What this task involves: Output every line below without omitting or altering anything.

Stored records:
==================================================

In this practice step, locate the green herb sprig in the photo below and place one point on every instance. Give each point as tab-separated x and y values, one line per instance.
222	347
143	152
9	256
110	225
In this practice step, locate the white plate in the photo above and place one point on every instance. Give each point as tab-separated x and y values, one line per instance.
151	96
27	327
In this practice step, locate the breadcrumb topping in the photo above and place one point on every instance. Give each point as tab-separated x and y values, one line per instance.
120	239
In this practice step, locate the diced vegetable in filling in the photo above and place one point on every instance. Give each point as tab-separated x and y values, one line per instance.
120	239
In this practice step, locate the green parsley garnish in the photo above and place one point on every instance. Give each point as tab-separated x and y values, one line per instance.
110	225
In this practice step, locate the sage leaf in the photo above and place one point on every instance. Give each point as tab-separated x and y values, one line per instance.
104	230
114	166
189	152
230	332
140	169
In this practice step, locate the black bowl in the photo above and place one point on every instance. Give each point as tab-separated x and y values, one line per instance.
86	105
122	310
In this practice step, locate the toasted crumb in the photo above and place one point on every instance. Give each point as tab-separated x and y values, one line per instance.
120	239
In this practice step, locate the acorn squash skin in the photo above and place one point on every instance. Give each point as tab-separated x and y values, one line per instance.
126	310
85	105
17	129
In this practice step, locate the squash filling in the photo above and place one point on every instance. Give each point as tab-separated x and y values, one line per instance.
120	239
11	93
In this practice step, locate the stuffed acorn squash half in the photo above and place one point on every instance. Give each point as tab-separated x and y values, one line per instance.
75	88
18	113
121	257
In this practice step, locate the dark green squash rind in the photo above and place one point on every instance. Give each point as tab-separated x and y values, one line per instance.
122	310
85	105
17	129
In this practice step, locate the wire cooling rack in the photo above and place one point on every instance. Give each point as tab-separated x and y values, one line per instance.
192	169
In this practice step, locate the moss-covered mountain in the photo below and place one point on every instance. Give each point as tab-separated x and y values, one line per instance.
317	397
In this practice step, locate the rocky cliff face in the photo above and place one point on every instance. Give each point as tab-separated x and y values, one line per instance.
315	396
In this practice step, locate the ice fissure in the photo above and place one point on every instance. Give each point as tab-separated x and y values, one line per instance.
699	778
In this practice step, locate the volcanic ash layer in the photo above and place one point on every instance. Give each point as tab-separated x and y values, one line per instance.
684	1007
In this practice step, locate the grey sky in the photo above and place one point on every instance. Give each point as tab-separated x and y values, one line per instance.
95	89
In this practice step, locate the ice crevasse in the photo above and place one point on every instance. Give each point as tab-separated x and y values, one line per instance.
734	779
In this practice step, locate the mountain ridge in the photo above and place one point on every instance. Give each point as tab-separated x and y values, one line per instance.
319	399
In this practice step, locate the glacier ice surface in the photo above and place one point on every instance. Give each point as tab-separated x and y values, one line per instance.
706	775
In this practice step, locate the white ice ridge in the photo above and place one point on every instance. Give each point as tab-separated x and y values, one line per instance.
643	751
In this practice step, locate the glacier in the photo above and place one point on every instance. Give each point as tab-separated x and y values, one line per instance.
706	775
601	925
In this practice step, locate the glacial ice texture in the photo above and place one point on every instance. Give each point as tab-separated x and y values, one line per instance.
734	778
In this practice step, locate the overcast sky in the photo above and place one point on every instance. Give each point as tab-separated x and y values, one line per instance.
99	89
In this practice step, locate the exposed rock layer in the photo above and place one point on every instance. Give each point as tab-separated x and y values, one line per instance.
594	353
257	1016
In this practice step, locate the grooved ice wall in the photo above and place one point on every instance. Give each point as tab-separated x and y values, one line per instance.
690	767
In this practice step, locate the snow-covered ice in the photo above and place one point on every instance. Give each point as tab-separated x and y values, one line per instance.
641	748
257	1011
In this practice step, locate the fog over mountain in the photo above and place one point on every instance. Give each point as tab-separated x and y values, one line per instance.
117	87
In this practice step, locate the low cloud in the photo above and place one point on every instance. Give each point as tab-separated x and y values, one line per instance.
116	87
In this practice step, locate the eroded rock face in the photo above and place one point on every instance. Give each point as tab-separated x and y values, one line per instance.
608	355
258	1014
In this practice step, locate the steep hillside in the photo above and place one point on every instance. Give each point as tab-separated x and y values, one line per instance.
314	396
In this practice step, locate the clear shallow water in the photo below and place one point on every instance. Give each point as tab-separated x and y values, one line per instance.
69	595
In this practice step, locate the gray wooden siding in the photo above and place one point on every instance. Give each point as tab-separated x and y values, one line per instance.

==================================================

Exercise solution:
In this practice step, locate the green herb sprig in the photo below and place one point on every instance. Give each point as tab-separated x and y values, one line per instance.
222	347
143	152
9	256
110	225
In this practice step, locate the white plate in the photo above and place one point on every instance. Give each point as tab-separated x and y values, one line per instance.
151	96
27	327
In this practice step, locate the breadcrumb topping in the photo above and place one point on every instance. Give each point as tab-separated x and y values, one line per instance.
120	239
In this practice step, locate the diced vegetable in filling in the photo above and place one point on every instance. Give each point as tab-separated x and y values, one line per instance.
120	239
In this practice step, locate the green parsley garnish in the photo above and place one point on every instance. Give each point as tab-separated x and y values, one line per instance.
110	225
In this practice step, locate the sage leaf in the photo above and place one point on every instance. Give each point as tab-separated x and y values, one line per instance.
104	230
114	166
189	152
230	332
140	169
In this practice step, locate the black bowl in the photo above and place one point on every instance. Give each point as tab-separated x and y values, one line per instance.
86	105
122	310
In this practice step, locate the toasted crumb in the photo above and place one point on every instance. Give each point as tab-separated x and y values, one line per instance.
120	239
In this practice step, locate the acorn squash skin in the photo above and place one point on every instance. Give each point as tab-separated x and y values, one line per instance.
126	310
85	105
17	129
In this practice step, locate the squash filling in the photo above and place one point on every instance. Give each point as tab-separated x and y values, one line per instance.
120	239
11	93
In this practice step, locate the stuffed acorn squash half in the photo above and place one point on every instance. Give each point as tab-separated x and y values, one line per instance.
75	88
18	113
121	257
In this practice step, locate the dark green squash rind in the photo above and place one point on every instance. Give each point as tab-separated x and y values, one line per instance.
122	310
85	105
17	129
In this practice step, locate the wire cooling rack in the photo above and place one point on every instance. Give each point as tab-separated x and y values, one line per instance.
192	169
In this practice step, locate the moss-covered mountain in the photo below and place one point on every instance. Give each point as tab-separated x and y values, one line per instance.
317	397
In this practice step, locate the rocky cliff face in the photo above and place one point on every instance. Give each point as tab-separated x and y values, one line per instance.
315	396
In this practice step, locate the ice fissure in the photo above and place one point on every instance. Give each point as tab-separated x and y values, one line per instance.
699	778
In this practice step, locate the volcanic ash layer in the photo above and place one point on every instance. Give each point as tab-separated x and y values, one line per instance.
684	1007
In this practice step, locate the grey sky in the photo above and place one point on every instance. Give each point as tab-separated x and y values, one line per instance.
95	89
In this practice step, locate the ice crevasse in the photo above and place one point on every instance. Give each point as tab-separated x and y values, one line per instance.
734	779
In this practice step, locate the mountain ridge in the photo above and place one point on every instance. Give each point as tab-separated x and y values, one line per instance.
319	399
In this practice step, locate the glacier ice surface in the photo above and place one point on every instance. Give each point as tab-separated x and y values, one line per instance.
706	775
In this practice step, locate the white ice ridge in the photo above and place one point on every instance. Give each point as tab-separated x and y values, one line per instance.
643	751
In this practice step, locate the glacier in the photo above and place one point on every instance. Give each point as tab-separated x and y values, one line per instance.
706	775
601	925
In this practice step, locate the glacial ice texture in the photo above and place one point on every instance. Give each point as tab-separated x and y values, one line per instance.
734	778
In this practice step, locate the overcast sky in the photo above and place one point on every instance. Give each point as tab-separated x and y values, one line per instance.
99	89
In this practice step, locate the exposed rock layer in the photo above and place one point on every instance. Give each point as tab-separated x and y values, one line per instance.
594	353
257	1016
In this practice step, locate the grooved ice wall in the photo above and place one point on every instance. Give each point as tab-separated x and y values, one line per instance.
690	767
In this practice step, locate the snow-covered ice in the photo above and place one point on every instance. Give each point as tab-separated x and y values, one line per instance.
641	748
257	1011
In this practice step, locate the fog over mountain in the photo above and place one point on every instance. Give each point as tab-separated x and y values, one line per instance.
117	87
In this practice step, locate the low cloud in the photo above and place one point on every instance. Give each point as tab-separated x and y values, one line per instance.
116	87
In this practice step, locate the eroded rock face in the photo above and place one point on every instance. Give each point as tab-separated x and y values, one line per instance.
608	355
258	1014
In this practice step, locate the steep hillside in the photo above and place one point on every instance. Give each point as tab-separated x and y values, one line per instance.
314	396
In this practice step, locate the clear shallow water in the photo below and place one point on every instance. Give each point as tab-separated x and y values, one line per instance.
69	595
In this practice step, locate the gray wooden siding in the photo above and place one point on every instance. Give each point as tab-separated x and y values, one line per instance.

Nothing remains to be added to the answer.